* [Soal Latihan]
- 1) Menurut bacaan tentang polemik pembebasan napi koruptor, berapa usia Najwa Shihab?
- 2) Teruskan bacaan tentang polemik pembebasan napi koruptor itu, mulai sesudah kalimat terakhir yang tertera.

* [Teks Bacaan]

![]() |
Jakarta, Info Breaking News –
Polemik terkait perubahan PP 99/2012 dan wacana pembebasan napi koruptor tengah
hangat dibicarakan.
Berbagai kritik disampaikan
kepada Menkumham Yasonna Laoly, salah satunya datang dari presenter kondang
Najwa Shihab. Wanita berusia 42 tahun ini menolak langkah pembebasan napi
koruptor dengan alasan bahwa jumlah napi koruptor di lapas tak sebanyak jumlah
narapidana kasus lain. Ia juga menyoroti bahwa penjara koruptor sangat bagus
dan sesuai dengan imbauan social distancing.
Najwa menuding alasan Yasonna
hanya mengada-ngada sehingga menurutnya tidak salah jika masyarakat curiga
terhadap motif di balik usulan tersebut.
Merasa terusik, Yasonna lantas
mengirimkan pesan kepada Najwa yang menyebut dirinya suudzon, provokatif dan
politis. Ia menjelaskan bahwa ide pembebasan koruptor itu masih berstatus
usulan dan kedepannya bisa ditolak Presiden. Oleh karena itu, ia meminta publik
menunggu terlebih dahulu.
Sementara itu, Prof. Otto Cornelis
Kaligis atau akrab dikenal sebagai OC Kaligis, dalam kapasitasnya sebagai warga
binaan di Lapas Sukamiskin Bandung yang kerap vokal menyuarakan pendapatnya
merasa tersakiti oleh komentar Najwa. OC Kaligis menilai perbuatan arogan Najwa
adalah bagian dari pembunuhan karakter.
Kecewa, ia pun menumpahkan isi
hatinya melalui sebuah surat yang juga ikut ditujukan kepada Menkumham. Berikut
isi surat tersebut seperti diterima oleh redaksi infobreakingnews.com, Senin (6/4/2020):
Sukamiskin Senin 6 April 2020.
Judul: Najwa Shihab Provokator dan Arogan.
Kepada
yang Terhormat Bapak Menteri Hukum dan HAM Pak Yasonna Laoly, Phd
Pak
Menteri yang saya hormati.
Saya pun di era orde baru terdaftar
sebagai jurnalis. Keanggotaan PWI saya peroleh setelah mengikuti ujian jurnalis.
Saya lulus dan oleh karena itu saya mengantongi kartu anggota muda PWI.

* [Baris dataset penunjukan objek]
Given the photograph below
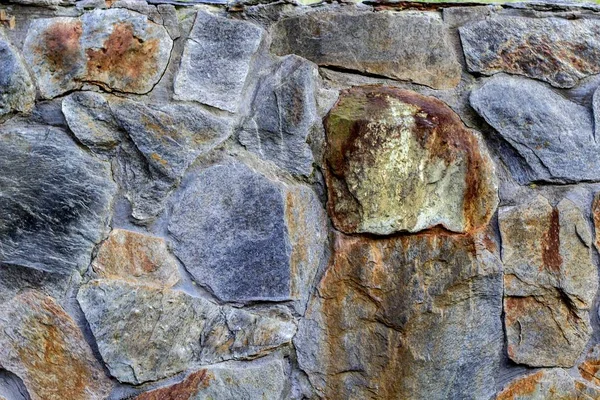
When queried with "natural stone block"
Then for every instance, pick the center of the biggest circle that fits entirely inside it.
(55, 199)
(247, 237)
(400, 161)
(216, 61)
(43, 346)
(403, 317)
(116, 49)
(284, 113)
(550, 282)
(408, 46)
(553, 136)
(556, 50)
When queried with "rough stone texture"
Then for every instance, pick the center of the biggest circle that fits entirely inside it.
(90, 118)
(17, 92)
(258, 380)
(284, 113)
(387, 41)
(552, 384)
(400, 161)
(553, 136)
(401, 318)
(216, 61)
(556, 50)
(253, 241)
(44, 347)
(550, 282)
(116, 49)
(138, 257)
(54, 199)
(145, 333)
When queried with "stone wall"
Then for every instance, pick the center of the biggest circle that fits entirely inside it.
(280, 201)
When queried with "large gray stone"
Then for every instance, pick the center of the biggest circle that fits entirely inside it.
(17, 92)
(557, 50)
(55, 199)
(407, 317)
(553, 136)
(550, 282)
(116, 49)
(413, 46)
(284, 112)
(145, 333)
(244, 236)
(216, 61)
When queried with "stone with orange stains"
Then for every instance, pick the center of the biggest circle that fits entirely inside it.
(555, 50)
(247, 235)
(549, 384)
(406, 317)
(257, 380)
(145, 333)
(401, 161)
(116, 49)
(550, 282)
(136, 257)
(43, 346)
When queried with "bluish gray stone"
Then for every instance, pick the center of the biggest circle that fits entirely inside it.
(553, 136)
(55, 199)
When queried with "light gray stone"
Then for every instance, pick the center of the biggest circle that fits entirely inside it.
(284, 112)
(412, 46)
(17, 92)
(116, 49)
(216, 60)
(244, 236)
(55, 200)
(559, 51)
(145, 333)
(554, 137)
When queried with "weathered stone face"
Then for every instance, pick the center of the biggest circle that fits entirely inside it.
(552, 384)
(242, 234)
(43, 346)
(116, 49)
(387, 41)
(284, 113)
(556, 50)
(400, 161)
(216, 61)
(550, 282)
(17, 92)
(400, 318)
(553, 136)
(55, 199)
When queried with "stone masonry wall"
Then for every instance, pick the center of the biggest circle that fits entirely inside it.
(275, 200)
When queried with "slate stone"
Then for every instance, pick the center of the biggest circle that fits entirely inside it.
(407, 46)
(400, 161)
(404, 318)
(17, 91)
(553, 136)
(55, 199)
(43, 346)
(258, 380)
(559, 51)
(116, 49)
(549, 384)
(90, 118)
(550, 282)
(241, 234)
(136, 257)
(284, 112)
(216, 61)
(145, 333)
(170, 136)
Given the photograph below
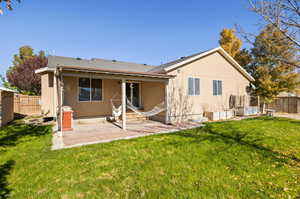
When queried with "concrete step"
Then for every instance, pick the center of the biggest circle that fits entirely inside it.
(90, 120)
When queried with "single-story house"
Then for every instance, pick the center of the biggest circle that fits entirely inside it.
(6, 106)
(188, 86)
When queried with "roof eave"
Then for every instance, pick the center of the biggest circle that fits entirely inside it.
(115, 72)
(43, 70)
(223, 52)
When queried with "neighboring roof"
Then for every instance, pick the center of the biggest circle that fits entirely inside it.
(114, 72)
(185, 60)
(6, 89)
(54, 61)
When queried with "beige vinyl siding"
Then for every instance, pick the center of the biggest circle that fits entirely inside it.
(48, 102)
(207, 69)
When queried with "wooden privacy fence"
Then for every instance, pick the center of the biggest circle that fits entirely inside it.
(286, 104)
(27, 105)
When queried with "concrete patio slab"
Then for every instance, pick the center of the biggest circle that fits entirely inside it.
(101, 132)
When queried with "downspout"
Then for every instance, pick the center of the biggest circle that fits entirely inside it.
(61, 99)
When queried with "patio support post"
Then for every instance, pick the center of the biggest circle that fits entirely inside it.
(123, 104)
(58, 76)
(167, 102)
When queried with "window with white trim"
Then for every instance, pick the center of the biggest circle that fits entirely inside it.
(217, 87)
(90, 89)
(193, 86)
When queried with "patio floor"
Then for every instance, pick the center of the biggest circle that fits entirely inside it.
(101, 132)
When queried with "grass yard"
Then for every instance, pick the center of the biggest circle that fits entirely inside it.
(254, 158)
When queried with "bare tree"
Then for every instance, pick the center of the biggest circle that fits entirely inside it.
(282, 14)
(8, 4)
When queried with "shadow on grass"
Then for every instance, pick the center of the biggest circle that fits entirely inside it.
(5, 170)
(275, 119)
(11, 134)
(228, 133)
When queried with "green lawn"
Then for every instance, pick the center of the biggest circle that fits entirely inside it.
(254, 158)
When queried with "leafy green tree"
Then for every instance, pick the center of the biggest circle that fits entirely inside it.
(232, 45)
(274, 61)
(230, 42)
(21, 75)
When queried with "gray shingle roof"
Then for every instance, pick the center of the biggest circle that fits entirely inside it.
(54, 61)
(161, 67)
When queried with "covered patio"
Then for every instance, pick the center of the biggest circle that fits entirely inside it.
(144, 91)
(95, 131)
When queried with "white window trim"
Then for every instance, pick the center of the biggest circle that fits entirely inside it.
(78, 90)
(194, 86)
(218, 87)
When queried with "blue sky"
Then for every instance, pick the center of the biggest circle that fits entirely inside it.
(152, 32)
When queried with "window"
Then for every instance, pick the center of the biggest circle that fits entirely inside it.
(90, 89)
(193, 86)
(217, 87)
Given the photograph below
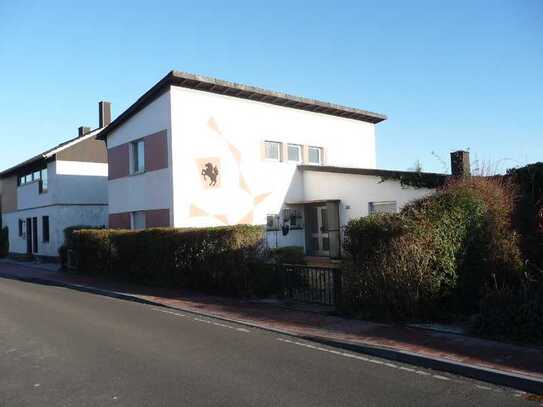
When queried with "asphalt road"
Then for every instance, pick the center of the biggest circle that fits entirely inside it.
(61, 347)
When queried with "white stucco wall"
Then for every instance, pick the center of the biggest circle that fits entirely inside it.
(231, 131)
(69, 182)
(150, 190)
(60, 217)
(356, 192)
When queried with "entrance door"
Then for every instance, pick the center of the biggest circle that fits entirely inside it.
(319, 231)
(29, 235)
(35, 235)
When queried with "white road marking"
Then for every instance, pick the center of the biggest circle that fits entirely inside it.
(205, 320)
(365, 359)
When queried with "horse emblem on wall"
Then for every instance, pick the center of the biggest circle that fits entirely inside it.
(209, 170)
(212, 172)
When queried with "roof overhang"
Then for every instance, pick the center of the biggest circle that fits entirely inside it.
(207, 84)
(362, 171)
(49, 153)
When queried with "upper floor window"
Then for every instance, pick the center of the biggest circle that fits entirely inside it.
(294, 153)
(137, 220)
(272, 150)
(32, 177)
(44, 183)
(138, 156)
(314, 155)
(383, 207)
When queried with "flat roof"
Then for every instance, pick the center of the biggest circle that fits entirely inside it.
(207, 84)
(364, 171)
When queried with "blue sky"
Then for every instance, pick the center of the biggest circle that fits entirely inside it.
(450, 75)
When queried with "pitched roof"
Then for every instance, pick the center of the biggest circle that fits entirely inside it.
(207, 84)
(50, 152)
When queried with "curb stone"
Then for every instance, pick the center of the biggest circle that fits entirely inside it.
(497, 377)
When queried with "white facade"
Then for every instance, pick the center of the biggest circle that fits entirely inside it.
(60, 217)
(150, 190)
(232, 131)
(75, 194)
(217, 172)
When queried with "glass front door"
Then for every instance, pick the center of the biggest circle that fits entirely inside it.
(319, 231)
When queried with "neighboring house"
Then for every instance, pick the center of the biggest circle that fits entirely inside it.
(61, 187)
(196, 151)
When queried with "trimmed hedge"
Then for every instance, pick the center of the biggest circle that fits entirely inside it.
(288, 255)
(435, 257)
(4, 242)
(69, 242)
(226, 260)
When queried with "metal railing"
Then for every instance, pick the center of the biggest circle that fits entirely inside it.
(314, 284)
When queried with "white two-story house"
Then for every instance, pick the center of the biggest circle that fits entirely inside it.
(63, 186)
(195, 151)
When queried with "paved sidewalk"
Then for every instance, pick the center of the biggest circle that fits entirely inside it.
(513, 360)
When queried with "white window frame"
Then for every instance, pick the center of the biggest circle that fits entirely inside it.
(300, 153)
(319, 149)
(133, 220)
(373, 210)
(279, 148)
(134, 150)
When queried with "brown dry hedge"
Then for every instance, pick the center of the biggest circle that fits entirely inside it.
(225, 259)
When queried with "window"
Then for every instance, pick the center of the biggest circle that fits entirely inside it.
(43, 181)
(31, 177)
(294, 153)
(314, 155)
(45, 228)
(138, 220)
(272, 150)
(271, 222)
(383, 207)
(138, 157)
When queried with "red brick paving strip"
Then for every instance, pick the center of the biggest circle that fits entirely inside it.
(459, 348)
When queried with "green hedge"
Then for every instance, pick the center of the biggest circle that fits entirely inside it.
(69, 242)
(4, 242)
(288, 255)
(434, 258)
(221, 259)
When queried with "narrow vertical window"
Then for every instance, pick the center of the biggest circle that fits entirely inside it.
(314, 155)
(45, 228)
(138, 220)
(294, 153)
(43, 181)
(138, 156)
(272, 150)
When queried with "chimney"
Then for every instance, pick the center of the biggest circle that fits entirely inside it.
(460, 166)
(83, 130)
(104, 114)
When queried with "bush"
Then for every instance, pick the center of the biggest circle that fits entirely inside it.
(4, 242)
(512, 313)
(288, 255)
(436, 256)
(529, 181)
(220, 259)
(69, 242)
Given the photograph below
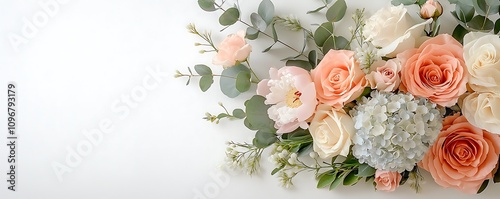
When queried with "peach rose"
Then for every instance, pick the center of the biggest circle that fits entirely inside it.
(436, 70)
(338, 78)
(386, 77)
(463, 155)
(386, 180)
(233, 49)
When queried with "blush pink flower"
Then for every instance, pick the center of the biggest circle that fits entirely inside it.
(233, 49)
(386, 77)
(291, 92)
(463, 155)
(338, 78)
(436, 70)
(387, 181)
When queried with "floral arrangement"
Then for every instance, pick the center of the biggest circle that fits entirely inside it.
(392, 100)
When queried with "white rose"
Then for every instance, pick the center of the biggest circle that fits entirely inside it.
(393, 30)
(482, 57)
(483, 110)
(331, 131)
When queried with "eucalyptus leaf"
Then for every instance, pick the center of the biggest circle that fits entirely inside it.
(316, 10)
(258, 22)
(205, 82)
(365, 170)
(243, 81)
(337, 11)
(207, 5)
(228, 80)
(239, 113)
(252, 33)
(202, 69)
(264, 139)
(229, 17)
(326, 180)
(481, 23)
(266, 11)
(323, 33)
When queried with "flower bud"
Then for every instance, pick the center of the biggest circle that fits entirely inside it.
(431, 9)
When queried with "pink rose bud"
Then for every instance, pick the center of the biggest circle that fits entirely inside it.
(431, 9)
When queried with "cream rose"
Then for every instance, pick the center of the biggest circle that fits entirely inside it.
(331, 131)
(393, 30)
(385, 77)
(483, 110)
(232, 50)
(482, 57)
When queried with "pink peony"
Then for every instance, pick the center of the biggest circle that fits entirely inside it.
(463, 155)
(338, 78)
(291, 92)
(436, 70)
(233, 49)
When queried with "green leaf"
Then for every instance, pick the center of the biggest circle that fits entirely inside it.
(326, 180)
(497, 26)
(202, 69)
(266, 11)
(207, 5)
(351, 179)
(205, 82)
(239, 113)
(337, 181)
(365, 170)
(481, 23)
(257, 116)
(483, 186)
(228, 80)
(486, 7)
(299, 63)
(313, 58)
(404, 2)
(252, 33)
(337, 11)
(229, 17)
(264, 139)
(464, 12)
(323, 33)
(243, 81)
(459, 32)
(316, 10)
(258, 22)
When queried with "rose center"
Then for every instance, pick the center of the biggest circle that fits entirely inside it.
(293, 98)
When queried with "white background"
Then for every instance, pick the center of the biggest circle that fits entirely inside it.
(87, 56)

* [Jawaban per Soal]
- 1) 42 tahun.

- 2)
Undang Undang Pers era Reformasi disahkan dibawah Pemerintahan Presiden B.J. Habibie tanggal 23 September 1999, Undang Undang nomor
40/1999 memberi kepada insan pers hak Kebebasan Pers. Dengan berlakunya Undang2
Nomor 40/1999, Undang2 Pers lama dinyatakan tidak berlaku lagi. Salah satu dasar
Undang Undang tersebut adalah Undang Undang Dasar 1945. Hak kebebasan Pers yang
diberikan kepada para jurnalis, bukan kebebasan yang anarkis, bebas menggiring
opini rakyat agar misalnya para warga binaan yang telah divonis in kracht, oleh
Najwa Shihab, terus menerus dihukum tanpa batas, sekalipun mereka mungkin
adalah korban target KPK. Semuanya itu bisa terjadi karena anda Najwa Shihab yang arogan merasa dirinya kebal hukum dan
setelah terkenal menjadi manusia tak tahu diri.
Disatu pihak ketika Pansus DPR
membongkar Korupsi KPK atau Kejahatan Jabatan yang dilakukan KPK, berita ini
sengaja dikesampingkan Najwa Shihab.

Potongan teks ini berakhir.